Start Input material
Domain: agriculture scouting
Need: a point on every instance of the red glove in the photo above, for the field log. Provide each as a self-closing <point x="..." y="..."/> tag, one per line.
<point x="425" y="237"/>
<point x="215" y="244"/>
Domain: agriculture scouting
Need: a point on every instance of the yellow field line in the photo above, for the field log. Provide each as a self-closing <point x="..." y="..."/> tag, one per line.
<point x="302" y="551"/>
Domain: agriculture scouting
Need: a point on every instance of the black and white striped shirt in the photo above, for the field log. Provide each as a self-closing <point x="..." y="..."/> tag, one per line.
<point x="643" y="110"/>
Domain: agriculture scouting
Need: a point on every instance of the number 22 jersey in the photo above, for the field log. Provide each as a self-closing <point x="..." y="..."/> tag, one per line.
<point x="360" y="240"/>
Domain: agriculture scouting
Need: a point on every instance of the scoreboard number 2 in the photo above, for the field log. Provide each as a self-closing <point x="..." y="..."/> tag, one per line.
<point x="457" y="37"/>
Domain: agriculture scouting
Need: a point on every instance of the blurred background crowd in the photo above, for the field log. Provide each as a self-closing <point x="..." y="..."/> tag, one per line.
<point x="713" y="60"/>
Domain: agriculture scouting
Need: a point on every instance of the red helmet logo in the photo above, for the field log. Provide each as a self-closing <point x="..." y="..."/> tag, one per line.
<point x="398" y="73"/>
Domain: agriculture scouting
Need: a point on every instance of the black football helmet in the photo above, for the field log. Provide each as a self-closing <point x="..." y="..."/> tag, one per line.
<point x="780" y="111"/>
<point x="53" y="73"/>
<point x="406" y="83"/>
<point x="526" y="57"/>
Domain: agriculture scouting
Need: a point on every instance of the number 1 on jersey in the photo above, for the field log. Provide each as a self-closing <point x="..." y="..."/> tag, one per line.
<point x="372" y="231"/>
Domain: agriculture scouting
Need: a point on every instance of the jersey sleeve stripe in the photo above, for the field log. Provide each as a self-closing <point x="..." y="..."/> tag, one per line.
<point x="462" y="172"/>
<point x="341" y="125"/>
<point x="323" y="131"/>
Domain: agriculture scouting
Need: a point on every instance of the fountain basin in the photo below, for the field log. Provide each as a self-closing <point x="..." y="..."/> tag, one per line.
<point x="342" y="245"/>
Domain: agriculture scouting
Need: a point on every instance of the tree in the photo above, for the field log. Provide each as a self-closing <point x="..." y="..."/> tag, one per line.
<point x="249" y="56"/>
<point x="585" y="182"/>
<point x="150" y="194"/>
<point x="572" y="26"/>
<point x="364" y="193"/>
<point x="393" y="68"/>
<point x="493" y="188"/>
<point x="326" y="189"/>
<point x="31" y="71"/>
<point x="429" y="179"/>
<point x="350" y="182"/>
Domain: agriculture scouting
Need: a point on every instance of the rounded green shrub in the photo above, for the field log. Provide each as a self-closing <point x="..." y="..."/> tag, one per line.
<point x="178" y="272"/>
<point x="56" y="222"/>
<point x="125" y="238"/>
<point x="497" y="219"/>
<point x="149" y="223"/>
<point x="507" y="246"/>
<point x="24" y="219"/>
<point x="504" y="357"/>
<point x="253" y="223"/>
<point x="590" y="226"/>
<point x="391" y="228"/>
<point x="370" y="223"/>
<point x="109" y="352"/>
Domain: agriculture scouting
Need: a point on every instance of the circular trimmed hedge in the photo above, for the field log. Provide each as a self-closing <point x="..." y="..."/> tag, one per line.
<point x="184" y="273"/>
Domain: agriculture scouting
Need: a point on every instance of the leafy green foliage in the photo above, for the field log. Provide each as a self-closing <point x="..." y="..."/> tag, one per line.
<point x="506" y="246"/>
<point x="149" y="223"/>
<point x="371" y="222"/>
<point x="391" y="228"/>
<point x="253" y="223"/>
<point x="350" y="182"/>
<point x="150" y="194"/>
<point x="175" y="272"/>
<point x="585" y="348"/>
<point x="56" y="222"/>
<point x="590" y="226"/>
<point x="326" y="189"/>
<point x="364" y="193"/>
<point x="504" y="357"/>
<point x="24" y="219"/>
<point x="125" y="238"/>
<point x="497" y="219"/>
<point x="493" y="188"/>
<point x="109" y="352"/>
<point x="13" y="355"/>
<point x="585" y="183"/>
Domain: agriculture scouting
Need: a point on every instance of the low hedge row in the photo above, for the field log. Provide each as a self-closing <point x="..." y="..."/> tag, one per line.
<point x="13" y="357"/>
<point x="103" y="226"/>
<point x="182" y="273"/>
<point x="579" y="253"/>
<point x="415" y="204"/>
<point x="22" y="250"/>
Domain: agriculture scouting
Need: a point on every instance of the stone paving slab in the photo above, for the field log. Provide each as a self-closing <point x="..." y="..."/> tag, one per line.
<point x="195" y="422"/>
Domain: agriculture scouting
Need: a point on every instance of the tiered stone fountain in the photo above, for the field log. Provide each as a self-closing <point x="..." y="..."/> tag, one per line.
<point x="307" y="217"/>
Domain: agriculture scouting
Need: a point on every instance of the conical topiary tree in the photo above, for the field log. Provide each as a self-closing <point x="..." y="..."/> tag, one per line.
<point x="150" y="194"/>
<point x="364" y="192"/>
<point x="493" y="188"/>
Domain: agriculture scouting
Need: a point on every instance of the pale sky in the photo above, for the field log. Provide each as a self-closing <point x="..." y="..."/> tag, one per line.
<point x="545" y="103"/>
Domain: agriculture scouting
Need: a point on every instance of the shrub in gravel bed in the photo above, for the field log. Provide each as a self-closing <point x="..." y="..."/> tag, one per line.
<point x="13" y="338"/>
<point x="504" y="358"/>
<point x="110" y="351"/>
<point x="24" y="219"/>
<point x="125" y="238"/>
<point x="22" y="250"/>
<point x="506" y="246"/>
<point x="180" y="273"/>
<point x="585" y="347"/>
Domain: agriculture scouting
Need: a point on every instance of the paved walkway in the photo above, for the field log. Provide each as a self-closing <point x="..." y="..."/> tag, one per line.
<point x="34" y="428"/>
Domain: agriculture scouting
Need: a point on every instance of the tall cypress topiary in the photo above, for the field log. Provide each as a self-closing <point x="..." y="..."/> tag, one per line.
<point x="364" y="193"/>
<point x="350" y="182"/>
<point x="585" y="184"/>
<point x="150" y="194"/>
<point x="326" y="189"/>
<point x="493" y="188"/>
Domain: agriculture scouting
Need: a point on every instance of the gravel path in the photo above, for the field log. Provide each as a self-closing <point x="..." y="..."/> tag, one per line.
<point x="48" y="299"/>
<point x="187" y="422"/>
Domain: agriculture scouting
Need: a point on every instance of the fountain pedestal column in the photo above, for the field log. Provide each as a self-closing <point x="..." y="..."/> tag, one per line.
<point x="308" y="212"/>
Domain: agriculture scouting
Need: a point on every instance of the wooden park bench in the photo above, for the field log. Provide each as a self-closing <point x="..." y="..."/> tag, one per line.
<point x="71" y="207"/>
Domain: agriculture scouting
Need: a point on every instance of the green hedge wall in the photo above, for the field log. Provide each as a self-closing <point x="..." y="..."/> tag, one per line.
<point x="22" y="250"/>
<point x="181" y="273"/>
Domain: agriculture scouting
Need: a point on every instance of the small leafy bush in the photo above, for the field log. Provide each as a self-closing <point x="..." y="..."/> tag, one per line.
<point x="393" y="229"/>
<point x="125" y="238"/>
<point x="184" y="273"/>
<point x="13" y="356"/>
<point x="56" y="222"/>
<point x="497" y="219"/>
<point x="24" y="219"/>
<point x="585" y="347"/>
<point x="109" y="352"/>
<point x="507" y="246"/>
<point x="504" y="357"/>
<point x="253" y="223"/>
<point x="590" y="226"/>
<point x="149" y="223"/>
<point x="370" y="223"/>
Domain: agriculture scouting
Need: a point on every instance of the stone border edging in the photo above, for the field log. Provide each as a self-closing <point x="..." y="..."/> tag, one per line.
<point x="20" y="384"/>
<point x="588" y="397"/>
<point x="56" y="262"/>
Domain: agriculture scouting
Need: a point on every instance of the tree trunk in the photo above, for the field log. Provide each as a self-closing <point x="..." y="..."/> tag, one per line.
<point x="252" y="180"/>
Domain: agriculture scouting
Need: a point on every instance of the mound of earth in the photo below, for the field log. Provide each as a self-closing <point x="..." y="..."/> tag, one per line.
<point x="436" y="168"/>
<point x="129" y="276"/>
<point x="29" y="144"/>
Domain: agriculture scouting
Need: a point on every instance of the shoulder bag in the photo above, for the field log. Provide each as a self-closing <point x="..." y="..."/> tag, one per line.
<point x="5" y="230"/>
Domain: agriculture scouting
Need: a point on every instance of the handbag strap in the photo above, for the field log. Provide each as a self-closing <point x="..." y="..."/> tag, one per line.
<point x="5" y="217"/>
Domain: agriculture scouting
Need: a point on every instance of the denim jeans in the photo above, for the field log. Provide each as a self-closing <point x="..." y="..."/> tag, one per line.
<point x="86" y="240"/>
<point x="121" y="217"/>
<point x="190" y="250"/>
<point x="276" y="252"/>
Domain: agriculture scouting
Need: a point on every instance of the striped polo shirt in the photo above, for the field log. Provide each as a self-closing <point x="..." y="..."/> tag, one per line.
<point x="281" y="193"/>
End Input material
▶ Task prompt: Which lines of the material above contain the string "crowd"? Collect each of them in full, and treat uppercase and lowercase letters as different.

▶ Result:
Need: a point on every instance of the blurred background crowd in the photo above, for the field log. Provide each as a self-closing <point x="..." y="..."/> tag, one per line.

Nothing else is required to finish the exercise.